#### Data excerpts

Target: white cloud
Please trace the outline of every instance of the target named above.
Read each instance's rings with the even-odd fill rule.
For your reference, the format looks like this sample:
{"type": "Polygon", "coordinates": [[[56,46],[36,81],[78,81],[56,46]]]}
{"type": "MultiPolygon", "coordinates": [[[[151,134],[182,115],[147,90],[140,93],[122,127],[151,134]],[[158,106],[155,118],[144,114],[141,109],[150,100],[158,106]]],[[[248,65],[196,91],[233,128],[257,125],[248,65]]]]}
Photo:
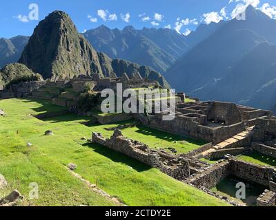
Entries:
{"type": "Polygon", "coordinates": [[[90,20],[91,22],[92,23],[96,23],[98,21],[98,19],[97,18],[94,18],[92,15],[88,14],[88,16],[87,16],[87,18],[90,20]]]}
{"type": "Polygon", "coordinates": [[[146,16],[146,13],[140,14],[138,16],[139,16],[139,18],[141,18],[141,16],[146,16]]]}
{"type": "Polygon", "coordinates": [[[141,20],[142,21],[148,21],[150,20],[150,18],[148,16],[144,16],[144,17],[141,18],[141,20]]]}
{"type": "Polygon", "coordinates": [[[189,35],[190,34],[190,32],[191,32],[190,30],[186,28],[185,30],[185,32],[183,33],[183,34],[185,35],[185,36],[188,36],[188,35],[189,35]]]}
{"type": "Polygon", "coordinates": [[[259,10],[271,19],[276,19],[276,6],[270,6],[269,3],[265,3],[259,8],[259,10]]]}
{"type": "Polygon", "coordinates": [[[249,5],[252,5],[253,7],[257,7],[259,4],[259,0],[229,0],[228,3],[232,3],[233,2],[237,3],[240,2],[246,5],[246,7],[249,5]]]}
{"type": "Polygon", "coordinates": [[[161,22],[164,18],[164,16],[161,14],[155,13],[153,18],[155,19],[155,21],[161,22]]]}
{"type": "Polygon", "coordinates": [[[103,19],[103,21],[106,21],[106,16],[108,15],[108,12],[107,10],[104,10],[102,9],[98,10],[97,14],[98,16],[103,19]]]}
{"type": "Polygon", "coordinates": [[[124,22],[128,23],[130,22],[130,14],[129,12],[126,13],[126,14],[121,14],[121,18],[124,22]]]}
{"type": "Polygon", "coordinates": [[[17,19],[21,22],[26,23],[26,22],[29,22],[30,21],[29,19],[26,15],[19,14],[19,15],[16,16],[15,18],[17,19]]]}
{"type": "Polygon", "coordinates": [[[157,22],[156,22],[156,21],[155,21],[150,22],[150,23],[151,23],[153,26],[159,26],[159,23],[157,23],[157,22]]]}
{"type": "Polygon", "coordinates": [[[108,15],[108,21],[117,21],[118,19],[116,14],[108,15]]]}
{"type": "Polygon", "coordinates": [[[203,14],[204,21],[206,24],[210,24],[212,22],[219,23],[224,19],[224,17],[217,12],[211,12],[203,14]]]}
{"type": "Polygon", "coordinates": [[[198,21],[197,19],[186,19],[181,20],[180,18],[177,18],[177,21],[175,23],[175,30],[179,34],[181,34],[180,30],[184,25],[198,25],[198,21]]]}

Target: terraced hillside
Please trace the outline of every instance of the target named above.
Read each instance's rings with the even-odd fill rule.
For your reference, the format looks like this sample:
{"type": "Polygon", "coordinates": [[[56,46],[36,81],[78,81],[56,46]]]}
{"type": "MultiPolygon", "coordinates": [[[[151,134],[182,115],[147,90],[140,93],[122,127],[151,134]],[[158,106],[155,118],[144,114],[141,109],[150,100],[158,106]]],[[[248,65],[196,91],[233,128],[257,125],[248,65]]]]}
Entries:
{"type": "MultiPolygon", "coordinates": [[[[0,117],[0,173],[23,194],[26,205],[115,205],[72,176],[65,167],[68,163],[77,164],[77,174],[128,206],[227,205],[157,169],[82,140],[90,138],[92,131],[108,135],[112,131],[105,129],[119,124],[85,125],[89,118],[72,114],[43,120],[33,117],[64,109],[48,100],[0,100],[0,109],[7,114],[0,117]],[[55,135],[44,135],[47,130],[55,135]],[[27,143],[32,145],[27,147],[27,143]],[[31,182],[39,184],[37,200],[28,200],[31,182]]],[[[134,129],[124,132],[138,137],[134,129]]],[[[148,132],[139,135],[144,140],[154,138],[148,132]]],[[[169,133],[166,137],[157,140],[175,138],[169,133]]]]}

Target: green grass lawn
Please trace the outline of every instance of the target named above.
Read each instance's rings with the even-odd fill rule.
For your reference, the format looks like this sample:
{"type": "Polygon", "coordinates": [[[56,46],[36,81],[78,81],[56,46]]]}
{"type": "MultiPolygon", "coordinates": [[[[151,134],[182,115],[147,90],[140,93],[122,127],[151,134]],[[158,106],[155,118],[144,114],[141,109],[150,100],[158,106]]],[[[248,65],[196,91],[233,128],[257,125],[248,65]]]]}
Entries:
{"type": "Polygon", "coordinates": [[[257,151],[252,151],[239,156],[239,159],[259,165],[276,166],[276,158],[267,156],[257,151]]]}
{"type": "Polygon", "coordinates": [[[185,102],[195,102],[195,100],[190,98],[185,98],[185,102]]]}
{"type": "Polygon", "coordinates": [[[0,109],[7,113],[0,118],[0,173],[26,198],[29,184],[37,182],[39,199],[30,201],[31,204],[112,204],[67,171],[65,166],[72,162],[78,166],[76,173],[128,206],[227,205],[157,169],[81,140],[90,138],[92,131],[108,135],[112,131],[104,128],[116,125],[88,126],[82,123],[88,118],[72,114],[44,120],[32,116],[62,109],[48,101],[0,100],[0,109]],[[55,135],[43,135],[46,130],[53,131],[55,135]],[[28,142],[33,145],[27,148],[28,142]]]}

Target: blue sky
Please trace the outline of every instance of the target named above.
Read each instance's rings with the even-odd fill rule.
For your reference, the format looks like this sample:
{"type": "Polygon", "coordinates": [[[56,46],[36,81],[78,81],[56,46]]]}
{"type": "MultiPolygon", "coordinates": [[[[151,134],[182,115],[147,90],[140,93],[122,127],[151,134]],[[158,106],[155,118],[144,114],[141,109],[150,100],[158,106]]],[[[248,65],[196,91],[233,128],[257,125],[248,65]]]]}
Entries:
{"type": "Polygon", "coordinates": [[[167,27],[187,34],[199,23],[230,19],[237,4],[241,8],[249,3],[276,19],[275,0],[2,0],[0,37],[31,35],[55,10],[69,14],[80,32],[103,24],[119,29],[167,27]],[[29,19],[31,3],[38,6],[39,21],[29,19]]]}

########

▶ **Objective**:
Convert the entries above into a two-column CSV with the header input,output. Give one row per entry, with its text and its answer each in a single quoted field, line breaks replaced by spaces, and the pictures omitted.

▶ **Task response**:
input,output
"Target: white cloud Please trace the outline of every instance of the target named above. Read each instance's rings with the even-odd fill rule. For your reference, the format looks like this sample: {""type"": ""Polygon"", ""coordinates"": [[[56,46],[36,81],[78,81],[56,46]]]} {""type"": ""MultiPolygon"", ""coordinates"": [[[[151,134],[182,115],[147,90],[140,93],[122,127],[151,134]],[[158,106],[155,118],[144,114],[141,109],[150,100],[158,106]]],[[[248,65],[196,91],[233,128],[257,125],[248,65]]]]} Photo: Entries:","{""type"": ""Polygon"", ""coordinates"": [[[90,20],[91,22],[92,23],[96,23],[98,21],[98,19],[97,18],[94,18],[92,15],[88,14],[88,16],[87,16],[87,18],[90,20]]]} {""type"": ""Polygon"", ""coordinates"": [[[146,16],[146,13],[140,14],[138,16],[139,16],[139,18],[141,18],[141,16],[146,16]]]} {""type"": ""Polygon"", ""coordinates"": [[[141,20],[142,21],[148,21],[150,20],[150,18],[148,16],[144,16],[144,17],[141,18],[141,20]]]} {""type"": ""Polygon"", ""coordinates"": [[[189,35],[190,34],[190,32],[191,32],[190,30],[186,28],[185,30],[185,32],[183,33],[183,34],[185,35],[185,36],[188,36],[188,35],[189,35]]]} {""type"": ""Polygon"", ""coordinates"": [[[259,10],[271,19],[276,19],[276,6],[270,6],[269,3],[265,3],[259,8],[259,10]]]} {""type"": ""Polygon"", ""coordinates"": [[[249,5],[252,5],[253,7],[257,7],[259,4],[259,0],[229,0],[228,3],[232,3],[233,2],[237,3],[240,2],[246,5],[246,7],[249,5]]]} {""type"": ""Polygon"", ""coordinates"": [[[161,22],[164,18],[164,16],[161,14],[155,13],[153,18],[155,19],[155,21],[161,22]]]} {""type"": ""Polygon"", ""coordinates"": [[[103,19],[103,21],[106,21],[106,16],[108,15],[108,12],[107,10],[104,10],[102,9],[98,10],[97,14],[98,16],[103,19]]]} {""type"": ""Polygon"", ""coordinates"": [[[124,22],[128,23],[130,22],[130,14],[129,12],[126,13],[126,14],[121,14],[121,18],[124,22]]]} {""type"": ""Polygon"", ""coordinates"": [[[17,19],[21,22],[26,23],[26,22],[29,22],[30,21],[29,19],[26,15],[19,14],[19,15],[16,16],[15,18],[17,19]]]} {""type"": ""Polygon"", ""coordinates"": [[[157,22],[156,22],[156,21],[155,21],[150,22],[150,23],[151,23],[153,26],[159,26],[159,23],[157,23],[157,22]]]} {""type"": ""Polygon"", ""coordinates"": [[[108,15],[108,21],[117,21],[118,19],[116,14],[108,15]]]} {""type"": ""Polygon"", ""coordinates"": [[[203,14],[204,21],[206,24],[210,24],[212,22],[219,23],[224,19],[224,17],[217,12],[211,12],[203,14]]]} {""type"": ""Polygon"", ""coordinates"": [[[198,21],[197,19],[186,19],[181,20],[180,18],[177,18],[177,21],[175,23],[175,30],[179,34],[181,34],[180,30],[184,25],[198,25],[198,21]]]}"
"Target: terraced hillside Please trace the outline of every instance of the target named above. Read each instance's rings with the even-odd fill rule. For your reference, the format looks like this sample: {""type"": ""Polygon"", ""coordinates"": [[[56,46],[36,81],[78,81],[56,46]]]} {""type"": ""MultiPolygon"", ""coordinates"": [[[[151,134],[182,115],[147,90],[140,93],[122,127],[151,134]],[[158,106],[155,118],[144,114],[141,109],[150,100],[158,106]]],[[[248,65],[196,91],[233,128],[257,125],[248,65]]]]} Entries:","{""type"": ""MultiPolygon"", ""coordinates"": [[[[0,117],[0,173],[23,194],[26,205],[115,205],[72,176],[65,167],[68,163],[77,164],[77,174],[128,206],[227,205],[157,169],[82,140],[90,138],[92,131],[108,135],[112,131],[105,129],[119,124],[85,125],[89,118],[72,114],[43,120],[33,117],[64,109],[48,100],[0,100],[0,109],[7,114],[0,117]],[[55,135],[44,135],[47,130],[55,135]],[[27,143],[32,145],[27,147],[27,143]],[[31,182],[39,184],[37,200],[28,200],[31,182]]],[[[134,129],[124,132],[138,137],[134,129]]],[[[148,132],[139,135],[144,140],[154,138],[148,132]]],[[[169,133],[166,137],[157,140],[175,138],[169,133]]]]}"
"Target: green grass lawn Please trace the outline of every instance of the target named above. Read each instance's rings with the even-odd fill rule. For your reference, the format looks like this sample: {""type"": ""Polygon"", ""coordinates"": [[[56,46],[36,81],[78,81],[56,46]]]} {""type"": ""MultiPolygon"", ""coordinates"": [[[[151,134],[182,115],[147,90],[140,93],[122,127],[151,134]],[[158,106],[155,118],[144,114],[141,109],[150,100],[158,106]]],[[[248,65],[196,91],[233,128],[257,125],[248,65]]]]} Entries:","{""type"": ""Polygon"", ""coordinates"": [[[257,151],[252,151],[239,156],[239,159],[259,165],[276,166],[276,158],[267,156],[257,151]]]} {""type"": ""Polygon"", ""coordinates"": [[[185,102],[195,102],[195,100],[190,98],[185,98],[185,102]]]} {""type"": ""Polygon"", ""coordinates"": [[[0,109],[7,113],[0,118],[0,173],[26,198],[29,184],[37,182],[39,199],[30,201],[31,204],[112,204],[67,171],[65,166],[72,162],[78,166],[76,173],[128,206],[227,205],[157,169],[81,140],[90,138],[92,131],[108,135],[112,131],[104,128],[116,125],[88,126],[82,123],[88,118],[72,114],[44,120],[32,116],[62,109],[48,101],[0,100],[0,109]],[[55,135],[43,135],[46,130],[53,131],[55,135]],[[28,142],[33,145],[27,148],[28,142]]]}"
"Target: blue sky Please trace the outline of every instance of the target named above. Read each instance's rings with the even-odd fill rule. For your reference, the format looks like this sample: {""type"": ""Polygon"", ""coordinates"": [[[56,46],[36,81],[78,81],[56,46]]]} {""type"": ""MultiPolygon"", ""coordinates"": [[[[151,134],[182,115],[147,90],[140,93],[122,127],[151,134]],[[158,106],[155,118],[144,114],[141,109],[150,100],[158,106]]],[[[248,65],[196,91],[233,128],[257,125],[248,65]]]]} Entries:","{""type"": ""Polygon"", ""coordinates"": [[[167,27],[187,34],[199,23],[230,19],[237,4],[241,8],[249,3],[276,19],[275,0],[2,0],[0,37],[31,35],[55,10],[69,14],[80,32],[103,24],[119,29],[167,27]],[[29,19],[31,3],[38,6],[39,21],[29,19]]]}"